## Set exercise
Rewrite the records from the start through the line containing "[[369, 137]]" as a Markdown table with the columns "Row" and "Text". Put a row number under "Row" and each line under "Text", and leave out any blank lines.

(Part of a data file)
※ ※ ※

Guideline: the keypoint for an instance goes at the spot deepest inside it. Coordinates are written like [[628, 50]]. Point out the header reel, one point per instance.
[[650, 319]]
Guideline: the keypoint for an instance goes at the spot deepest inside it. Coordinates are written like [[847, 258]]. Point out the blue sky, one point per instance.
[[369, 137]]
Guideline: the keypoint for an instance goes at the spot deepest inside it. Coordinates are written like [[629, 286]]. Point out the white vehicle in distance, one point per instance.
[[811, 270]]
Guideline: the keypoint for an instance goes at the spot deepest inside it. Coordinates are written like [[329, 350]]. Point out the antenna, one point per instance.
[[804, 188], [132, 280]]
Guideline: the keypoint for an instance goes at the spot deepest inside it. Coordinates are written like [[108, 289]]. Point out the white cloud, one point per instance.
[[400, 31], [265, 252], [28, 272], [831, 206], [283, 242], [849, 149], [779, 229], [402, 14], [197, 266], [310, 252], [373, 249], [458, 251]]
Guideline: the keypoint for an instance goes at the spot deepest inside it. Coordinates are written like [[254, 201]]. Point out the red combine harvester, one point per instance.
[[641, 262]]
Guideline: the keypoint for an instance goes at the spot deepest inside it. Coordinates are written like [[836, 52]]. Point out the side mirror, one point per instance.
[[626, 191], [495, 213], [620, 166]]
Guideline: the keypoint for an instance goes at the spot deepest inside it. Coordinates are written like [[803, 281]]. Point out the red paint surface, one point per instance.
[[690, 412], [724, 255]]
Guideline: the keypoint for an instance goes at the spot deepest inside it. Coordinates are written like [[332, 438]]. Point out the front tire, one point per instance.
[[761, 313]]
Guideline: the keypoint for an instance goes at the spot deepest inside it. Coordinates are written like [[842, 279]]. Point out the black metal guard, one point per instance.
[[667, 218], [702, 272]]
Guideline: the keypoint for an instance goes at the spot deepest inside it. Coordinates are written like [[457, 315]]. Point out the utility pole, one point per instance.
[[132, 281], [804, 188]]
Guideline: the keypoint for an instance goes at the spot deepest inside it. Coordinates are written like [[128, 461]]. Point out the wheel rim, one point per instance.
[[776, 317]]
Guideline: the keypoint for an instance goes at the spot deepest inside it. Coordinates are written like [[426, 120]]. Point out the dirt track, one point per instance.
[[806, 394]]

※ ※ ※

## Answer to this task
| Row | Text |
|---|---|
| 1 | Guideline: the keypoint for an instance goes at the spot deepest inside it. Coordinates are written like [[628, 50]]. Point out the header reel, one point per instance. |
| 2 | [[650, 319]] |
| 3 | Guideline: the keypoint for an instance goes at the spot deepest inside it. Coordinates are written like [[847, 258]]. Point out the blue sky, one point per instance. |
| 4 | [[369, 137]] |